# SHORT PROBLEM:
Convert the whole listing below into a two-column CSV with the headers text and answer. Give each instruction its own row, with the instruction and its answer each in one quoted field and any line breaks replaced by spaces.

[start MATERIAL FOR THE TASK]

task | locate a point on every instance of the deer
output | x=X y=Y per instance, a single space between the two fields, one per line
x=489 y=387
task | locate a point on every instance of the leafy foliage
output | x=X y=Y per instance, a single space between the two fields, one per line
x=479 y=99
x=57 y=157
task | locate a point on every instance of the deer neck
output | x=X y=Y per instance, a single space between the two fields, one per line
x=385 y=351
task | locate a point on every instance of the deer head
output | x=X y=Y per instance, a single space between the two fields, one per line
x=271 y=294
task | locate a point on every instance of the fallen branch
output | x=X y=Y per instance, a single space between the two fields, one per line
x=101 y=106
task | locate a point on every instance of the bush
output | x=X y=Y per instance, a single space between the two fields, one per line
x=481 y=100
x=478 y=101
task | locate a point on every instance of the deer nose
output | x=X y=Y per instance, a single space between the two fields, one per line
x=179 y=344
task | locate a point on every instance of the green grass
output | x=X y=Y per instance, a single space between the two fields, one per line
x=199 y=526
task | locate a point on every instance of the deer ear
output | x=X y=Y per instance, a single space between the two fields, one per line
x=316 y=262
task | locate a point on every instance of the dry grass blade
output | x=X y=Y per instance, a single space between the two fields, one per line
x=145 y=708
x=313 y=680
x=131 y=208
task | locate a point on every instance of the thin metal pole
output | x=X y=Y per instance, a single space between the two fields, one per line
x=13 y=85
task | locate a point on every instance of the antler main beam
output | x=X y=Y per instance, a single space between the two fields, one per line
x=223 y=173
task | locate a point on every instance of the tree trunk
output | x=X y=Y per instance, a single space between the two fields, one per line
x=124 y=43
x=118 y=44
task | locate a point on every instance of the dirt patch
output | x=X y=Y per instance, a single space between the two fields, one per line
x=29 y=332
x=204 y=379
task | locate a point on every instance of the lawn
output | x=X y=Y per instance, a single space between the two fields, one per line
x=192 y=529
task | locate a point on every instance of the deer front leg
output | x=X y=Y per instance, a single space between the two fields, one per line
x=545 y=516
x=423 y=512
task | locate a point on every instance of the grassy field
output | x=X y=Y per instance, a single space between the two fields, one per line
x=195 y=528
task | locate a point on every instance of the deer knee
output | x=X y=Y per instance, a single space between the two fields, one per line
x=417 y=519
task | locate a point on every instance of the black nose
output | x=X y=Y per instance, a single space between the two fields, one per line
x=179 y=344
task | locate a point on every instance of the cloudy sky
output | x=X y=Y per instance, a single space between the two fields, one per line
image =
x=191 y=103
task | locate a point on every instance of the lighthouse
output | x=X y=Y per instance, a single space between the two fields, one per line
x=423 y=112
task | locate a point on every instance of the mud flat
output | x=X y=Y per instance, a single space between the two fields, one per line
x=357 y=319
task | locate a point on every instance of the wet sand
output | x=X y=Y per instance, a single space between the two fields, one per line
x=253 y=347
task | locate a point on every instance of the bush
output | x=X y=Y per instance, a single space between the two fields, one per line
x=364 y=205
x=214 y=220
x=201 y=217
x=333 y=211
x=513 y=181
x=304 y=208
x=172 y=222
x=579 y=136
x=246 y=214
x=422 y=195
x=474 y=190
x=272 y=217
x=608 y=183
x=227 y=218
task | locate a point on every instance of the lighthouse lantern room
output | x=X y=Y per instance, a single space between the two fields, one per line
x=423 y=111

[end MATERIAL FOR THE TASK]

# CORRECT OUTPUT:
text,answer
"task | locate a point on every instance of the deer output | x=X y=Y per instance, a single space between the two fields, one per line","x=489 y=387"
"task | locate a point on every instance of the leafy foliage output | x=X y=Y per instance, a single space between the two fields, one per line","x=479 y=99 x=57 y=157"
"task | locate a point on every instance of the deer neck output | x=X y=Y per instance, a single space between the two fields, one per line","x=385 y=351"
"task | locate a point on every instance of the deer head output | x=X y=Y per instance, a single space between the two fields, one per line","x=271 y=294"
"task | locate a point on every instance of the fallen branch output | x=X y=Y per instance, a single space between the two fields, one per line","x=101 y=106"
"task | locate a point on every instance of the bush output | x=X y=Y per instance, a single space between the two fields, one per line","x=481 y=100 x=478 y=101"
"task | locate a point on every instance of the deer nose output | x=X y=Y per instance, a single space between the two fields, one per line","x=179 y=344"
"task | locate a point on every instance of the green grass output | x=X y=Y per instance, a single space between the two fields, one per line","x=199 y=526"
"task | locate a point on every instance of the deer ear output | x=X y=Y per instance, a single space between the two fields, one per line","x=316 y=262"
"task | locate a point on every instance of the dry grass blade output | x=X y=Y per instance, a single space between the two fields, one per line","x=145 y=708 x=313 y=680 x=131 y=208"
"task | locate a point on every instance of the thin metal pole output | x=X y=Y per instance, a single space between the two fields, one per line","x=13 y=85"
"task | locate a point on every instance of the antler main beam output | x=X y=Y per instance, a single space between the two fields, one per line","x=223 y=173"
"task | locate a point on every instance of the tree trunk output | x=X y=Y per instance, a single space between the two fields, one per line","x=124 y=43 x=118 y=44"
"task | locate a point on every instance of the dirt patch output | x=X y=Y per instance, a single space between the two fields, one per line","x=29 y=332 x=204 y=379"
"task | locate a point on every instance of the lawn output | x=X y=Y per instance, a single space between the two fields, one per line","x=192 y=529"
"task | locate a point on every instance of the deer front leg output | x=X y=Y per instance, a single space between the two fields, one per line","x=545 y=516 x=423 y=512"
"task | locate a point on every instance of the grassy field output | x=X y=Y per instance, a single space between the two fields, one per line","x=195 y=528"
"task | locate a point on every instance of the deer knee output | x=X y=Y per instance, a single space between the two fields, one per line","x=417 y=519"
"task | locate a point on every instance of the black nose output | x=X y=Y per instance, a single space between the two fields, one per line","x=179 y=344"
"task | locate a point on every instance of the cloudy sky output | x=X y=Y per instance, a single space between the two fields, one per line image =","x=191 y=103"
"task | locate a point on every instance of the lighthouse output | x=X y=Y per instance, a single space between the two fields, one per line","x=423 y=112"
"task | locate a point on every instance of the mud flat output | x=X y=Y per instance, a single space between the two fields, one per line","x=357 y=319"
"task | locate a point on every instance of the wet sand output | x=X y=Y per instance, a single space between the two fields, one per line","x=253 y=347"
"task | locate a point on every instance of the bush output | x=X y=Y per instance, a single space between the two fields, one per line","x=364 y=205 x=214 y=220 x=201 y=217 x=333 y=211 x=513 y=181 x=304 y=208 x=172 y=222 x=579 y=136 x=246 y=214 x=422 y=195 x=474 y=190 x=272 y=217 x=608 y=183 x=227 y=218"
"task | locate a point on every instance of the lighthouse lantern room output | x=X y=Y per instance, a single space between the two fields, one per line","x=423 y=111"